Referring expression data:

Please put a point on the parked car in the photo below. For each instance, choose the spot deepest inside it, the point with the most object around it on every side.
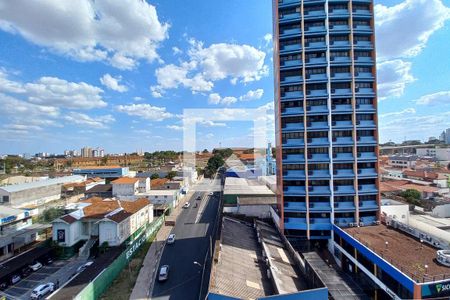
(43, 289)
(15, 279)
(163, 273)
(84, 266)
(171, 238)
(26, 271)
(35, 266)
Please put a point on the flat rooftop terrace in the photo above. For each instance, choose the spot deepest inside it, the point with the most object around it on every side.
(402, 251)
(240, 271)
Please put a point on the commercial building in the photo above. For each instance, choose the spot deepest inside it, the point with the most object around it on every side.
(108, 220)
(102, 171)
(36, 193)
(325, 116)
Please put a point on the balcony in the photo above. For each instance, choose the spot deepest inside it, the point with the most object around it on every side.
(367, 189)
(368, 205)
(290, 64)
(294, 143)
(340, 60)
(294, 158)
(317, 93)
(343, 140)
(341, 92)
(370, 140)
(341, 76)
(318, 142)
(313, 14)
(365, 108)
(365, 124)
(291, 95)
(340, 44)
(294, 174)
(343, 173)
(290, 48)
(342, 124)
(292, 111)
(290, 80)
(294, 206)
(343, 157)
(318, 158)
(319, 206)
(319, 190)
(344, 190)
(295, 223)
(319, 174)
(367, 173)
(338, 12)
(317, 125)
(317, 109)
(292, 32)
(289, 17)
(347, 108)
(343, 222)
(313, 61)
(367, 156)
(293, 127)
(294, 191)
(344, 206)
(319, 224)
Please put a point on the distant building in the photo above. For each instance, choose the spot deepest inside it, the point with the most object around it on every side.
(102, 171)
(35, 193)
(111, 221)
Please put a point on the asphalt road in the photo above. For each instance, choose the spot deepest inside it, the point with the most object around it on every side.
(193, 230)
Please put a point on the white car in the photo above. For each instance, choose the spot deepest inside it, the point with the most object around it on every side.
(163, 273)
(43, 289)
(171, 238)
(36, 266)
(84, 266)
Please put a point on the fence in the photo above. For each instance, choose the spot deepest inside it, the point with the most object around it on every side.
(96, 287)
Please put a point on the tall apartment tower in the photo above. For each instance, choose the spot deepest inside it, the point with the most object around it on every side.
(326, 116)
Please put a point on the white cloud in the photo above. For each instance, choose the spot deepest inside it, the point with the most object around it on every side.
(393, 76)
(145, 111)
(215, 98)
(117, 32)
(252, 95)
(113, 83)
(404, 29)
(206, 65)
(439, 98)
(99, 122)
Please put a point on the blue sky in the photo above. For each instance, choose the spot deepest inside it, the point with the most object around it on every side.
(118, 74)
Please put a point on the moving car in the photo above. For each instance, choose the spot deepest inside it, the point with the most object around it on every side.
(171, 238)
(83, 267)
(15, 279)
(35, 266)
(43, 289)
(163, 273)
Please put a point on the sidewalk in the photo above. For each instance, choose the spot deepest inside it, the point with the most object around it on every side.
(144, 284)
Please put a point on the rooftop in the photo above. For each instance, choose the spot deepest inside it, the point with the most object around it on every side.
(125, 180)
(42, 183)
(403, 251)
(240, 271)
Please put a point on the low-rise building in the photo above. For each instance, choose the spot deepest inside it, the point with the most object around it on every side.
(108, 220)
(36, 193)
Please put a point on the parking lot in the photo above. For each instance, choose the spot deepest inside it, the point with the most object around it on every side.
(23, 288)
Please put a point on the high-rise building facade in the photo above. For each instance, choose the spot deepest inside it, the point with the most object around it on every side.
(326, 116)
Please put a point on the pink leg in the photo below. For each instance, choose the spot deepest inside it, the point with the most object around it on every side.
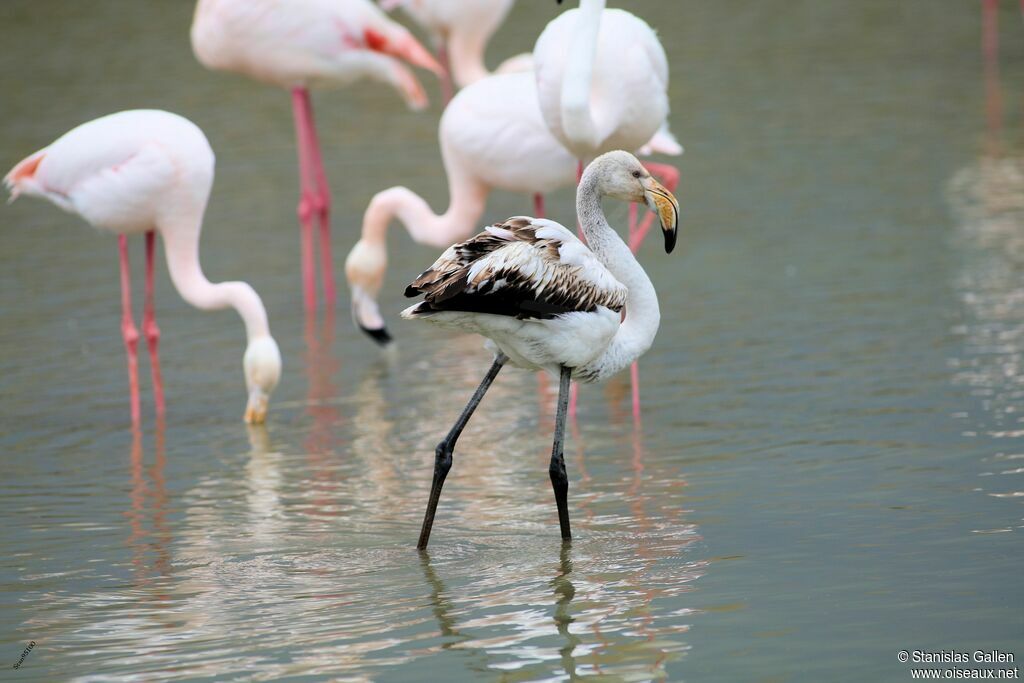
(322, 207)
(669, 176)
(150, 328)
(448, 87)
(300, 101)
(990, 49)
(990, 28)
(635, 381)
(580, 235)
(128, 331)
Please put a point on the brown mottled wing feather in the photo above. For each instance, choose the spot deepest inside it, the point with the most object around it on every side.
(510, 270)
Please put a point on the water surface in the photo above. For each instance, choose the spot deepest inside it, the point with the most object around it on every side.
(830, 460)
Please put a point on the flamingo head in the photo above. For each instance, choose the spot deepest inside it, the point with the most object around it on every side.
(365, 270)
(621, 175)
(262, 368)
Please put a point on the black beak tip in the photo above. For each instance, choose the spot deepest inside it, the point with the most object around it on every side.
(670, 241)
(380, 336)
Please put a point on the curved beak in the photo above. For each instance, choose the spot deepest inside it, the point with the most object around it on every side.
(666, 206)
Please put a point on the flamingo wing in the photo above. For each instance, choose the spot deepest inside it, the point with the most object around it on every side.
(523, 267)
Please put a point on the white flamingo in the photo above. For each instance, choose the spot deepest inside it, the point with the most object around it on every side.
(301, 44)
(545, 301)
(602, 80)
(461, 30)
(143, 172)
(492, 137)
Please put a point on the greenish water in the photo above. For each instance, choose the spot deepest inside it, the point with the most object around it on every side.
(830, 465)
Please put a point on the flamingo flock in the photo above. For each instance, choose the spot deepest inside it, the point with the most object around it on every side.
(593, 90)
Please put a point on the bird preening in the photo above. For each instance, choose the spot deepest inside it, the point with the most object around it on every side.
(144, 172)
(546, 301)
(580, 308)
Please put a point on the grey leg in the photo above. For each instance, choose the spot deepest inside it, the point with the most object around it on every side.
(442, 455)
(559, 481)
==
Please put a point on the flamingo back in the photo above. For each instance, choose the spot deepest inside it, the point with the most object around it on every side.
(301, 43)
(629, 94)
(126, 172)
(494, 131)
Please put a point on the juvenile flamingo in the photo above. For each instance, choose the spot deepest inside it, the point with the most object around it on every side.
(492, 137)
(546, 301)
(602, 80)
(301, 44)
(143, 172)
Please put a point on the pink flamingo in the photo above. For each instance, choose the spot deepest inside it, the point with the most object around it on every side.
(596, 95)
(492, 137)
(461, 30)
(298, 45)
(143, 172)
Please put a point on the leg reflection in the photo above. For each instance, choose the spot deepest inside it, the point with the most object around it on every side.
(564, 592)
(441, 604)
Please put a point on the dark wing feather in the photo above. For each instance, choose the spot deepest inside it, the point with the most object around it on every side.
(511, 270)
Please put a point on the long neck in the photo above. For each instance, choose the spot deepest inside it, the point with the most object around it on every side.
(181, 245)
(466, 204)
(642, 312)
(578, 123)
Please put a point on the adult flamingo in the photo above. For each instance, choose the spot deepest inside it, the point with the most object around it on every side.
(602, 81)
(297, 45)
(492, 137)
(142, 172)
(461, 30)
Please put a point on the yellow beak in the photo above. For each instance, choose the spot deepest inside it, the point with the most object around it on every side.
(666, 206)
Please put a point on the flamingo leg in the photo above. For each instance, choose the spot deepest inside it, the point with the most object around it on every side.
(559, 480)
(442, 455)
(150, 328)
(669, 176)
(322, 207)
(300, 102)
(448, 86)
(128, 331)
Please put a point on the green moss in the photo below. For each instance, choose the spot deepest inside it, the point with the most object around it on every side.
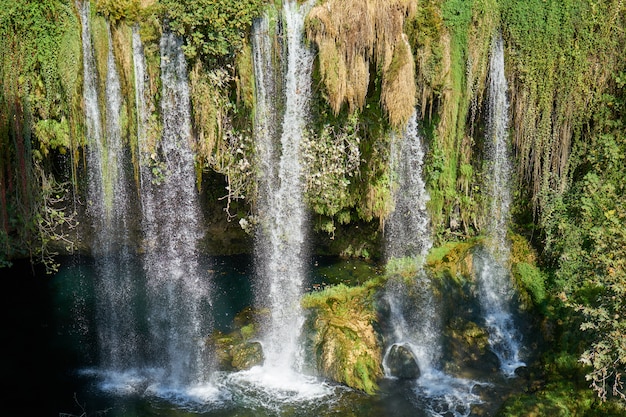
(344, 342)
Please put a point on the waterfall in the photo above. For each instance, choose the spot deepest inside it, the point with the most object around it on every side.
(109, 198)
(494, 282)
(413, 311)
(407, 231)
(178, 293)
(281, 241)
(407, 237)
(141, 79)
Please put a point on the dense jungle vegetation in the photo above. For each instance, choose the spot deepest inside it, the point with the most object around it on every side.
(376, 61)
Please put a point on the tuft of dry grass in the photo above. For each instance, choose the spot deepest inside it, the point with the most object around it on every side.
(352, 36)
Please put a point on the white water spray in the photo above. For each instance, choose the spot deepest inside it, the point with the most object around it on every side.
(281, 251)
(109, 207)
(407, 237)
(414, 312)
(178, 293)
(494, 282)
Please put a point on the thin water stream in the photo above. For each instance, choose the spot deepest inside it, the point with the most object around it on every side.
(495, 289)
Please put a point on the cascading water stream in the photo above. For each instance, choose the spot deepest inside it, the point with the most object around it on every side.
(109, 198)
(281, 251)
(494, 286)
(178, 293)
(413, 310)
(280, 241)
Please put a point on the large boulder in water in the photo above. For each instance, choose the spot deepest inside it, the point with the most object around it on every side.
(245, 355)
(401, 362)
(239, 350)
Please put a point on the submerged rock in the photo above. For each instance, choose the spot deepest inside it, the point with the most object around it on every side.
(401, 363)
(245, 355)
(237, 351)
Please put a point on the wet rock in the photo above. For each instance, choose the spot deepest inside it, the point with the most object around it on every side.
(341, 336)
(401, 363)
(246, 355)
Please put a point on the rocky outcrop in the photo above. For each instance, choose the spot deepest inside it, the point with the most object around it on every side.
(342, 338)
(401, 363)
...
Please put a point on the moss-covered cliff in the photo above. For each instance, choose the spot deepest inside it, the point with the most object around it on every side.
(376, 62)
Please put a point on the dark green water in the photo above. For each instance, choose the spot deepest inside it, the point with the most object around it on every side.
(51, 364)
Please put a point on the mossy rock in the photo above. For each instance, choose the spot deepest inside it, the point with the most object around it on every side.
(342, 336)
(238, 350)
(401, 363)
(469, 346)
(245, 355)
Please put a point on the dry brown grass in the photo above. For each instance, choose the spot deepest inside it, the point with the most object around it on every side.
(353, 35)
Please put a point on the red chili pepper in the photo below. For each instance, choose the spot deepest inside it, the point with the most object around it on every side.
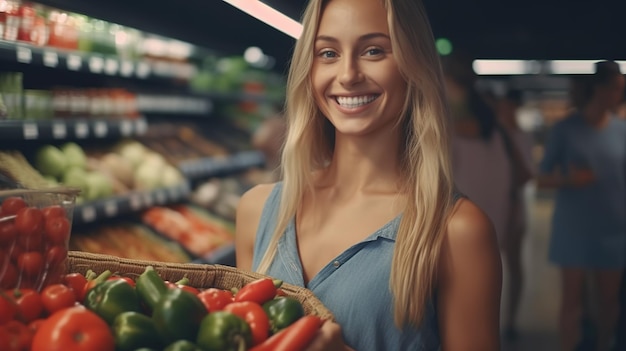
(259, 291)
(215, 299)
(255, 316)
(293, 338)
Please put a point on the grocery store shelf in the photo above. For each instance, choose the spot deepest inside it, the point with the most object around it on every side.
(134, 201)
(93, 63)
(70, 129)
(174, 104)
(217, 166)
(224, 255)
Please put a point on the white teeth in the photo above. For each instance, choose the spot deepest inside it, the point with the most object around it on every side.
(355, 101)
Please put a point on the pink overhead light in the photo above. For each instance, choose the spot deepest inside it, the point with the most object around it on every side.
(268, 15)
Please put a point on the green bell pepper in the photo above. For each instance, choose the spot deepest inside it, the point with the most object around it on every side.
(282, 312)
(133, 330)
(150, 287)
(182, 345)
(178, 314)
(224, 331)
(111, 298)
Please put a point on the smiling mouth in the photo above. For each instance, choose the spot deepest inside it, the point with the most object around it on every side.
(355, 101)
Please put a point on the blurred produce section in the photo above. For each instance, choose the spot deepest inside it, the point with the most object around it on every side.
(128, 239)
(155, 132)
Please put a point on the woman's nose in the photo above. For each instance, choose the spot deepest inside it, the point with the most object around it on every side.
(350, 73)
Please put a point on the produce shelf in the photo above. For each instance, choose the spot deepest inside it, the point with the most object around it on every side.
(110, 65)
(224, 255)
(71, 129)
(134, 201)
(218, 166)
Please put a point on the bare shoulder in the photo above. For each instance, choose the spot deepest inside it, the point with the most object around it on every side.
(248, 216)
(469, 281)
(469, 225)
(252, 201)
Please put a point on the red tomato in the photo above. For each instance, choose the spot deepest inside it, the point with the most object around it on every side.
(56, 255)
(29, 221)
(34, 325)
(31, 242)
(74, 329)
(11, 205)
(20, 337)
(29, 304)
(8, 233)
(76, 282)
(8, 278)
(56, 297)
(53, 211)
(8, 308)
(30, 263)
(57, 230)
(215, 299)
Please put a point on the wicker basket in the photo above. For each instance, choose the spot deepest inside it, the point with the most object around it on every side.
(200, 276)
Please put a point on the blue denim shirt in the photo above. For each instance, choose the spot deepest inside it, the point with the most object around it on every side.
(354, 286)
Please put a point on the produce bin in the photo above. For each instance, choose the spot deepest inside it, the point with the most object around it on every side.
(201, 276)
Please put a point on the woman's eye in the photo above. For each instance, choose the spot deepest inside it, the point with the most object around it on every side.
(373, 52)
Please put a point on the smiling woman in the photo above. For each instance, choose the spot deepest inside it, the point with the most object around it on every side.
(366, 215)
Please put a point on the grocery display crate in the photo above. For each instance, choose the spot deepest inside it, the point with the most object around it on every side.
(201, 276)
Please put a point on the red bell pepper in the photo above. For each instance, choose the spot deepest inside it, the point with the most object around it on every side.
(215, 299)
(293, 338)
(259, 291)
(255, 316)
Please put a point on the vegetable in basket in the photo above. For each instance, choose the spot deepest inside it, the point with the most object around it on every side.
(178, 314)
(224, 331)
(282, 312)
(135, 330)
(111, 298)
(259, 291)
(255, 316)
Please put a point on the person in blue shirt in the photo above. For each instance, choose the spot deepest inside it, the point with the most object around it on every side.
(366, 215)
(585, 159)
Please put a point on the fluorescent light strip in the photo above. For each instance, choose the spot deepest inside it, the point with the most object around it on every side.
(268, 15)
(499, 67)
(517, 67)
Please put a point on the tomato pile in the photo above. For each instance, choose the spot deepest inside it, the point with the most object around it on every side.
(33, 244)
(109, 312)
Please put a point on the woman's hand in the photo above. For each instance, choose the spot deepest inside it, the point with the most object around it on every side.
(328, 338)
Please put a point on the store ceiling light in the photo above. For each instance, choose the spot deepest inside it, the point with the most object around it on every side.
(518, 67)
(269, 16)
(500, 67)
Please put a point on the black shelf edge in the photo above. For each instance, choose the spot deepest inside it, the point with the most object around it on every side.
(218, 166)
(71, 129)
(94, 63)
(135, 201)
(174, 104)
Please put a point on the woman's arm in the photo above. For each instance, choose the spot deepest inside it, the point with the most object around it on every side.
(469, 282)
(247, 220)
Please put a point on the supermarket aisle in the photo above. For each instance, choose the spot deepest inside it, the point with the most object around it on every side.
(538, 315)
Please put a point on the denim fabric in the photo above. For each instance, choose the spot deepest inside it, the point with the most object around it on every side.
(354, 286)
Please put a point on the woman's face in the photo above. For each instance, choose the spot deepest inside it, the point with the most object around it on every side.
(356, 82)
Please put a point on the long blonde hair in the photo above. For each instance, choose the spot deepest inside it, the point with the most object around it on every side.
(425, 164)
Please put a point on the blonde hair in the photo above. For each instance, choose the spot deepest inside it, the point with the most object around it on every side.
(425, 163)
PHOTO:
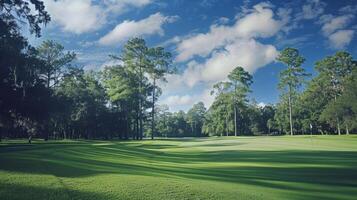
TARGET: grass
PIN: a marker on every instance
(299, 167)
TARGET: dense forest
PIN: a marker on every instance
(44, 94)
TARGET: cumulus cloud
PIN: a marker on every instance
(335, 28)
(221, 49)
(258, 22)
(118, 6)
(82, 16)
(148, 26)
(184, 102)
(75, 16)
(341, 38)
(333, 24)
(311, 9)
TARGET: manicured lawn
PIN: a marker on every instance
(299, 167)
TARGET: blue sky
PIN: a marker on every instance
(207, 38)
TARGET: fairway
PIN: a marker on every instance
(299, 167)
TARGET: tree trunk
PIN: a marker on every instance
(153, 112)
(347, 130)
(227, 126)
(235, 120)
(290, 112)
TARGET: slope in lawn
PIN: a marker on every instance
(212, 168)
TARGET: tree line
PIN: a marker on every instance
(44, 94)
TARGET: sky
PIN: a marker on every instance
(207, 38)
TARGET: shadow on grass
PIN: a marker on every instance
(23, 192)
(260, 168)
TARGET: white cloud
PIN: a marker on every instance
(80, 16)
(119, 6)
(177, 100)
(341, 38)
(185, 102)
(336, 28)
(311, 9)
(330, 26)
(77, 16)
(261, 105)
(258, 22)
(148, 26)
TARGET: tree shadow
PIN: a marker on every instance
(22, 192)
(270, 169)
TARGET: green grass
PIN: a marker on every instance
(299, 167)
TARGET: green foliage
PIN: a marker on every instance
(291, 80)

## What you are asked to do
Take every line from the data that includes the word "shadow".

## Task output
TARGET: shadow on grass
TARGET: tree shadow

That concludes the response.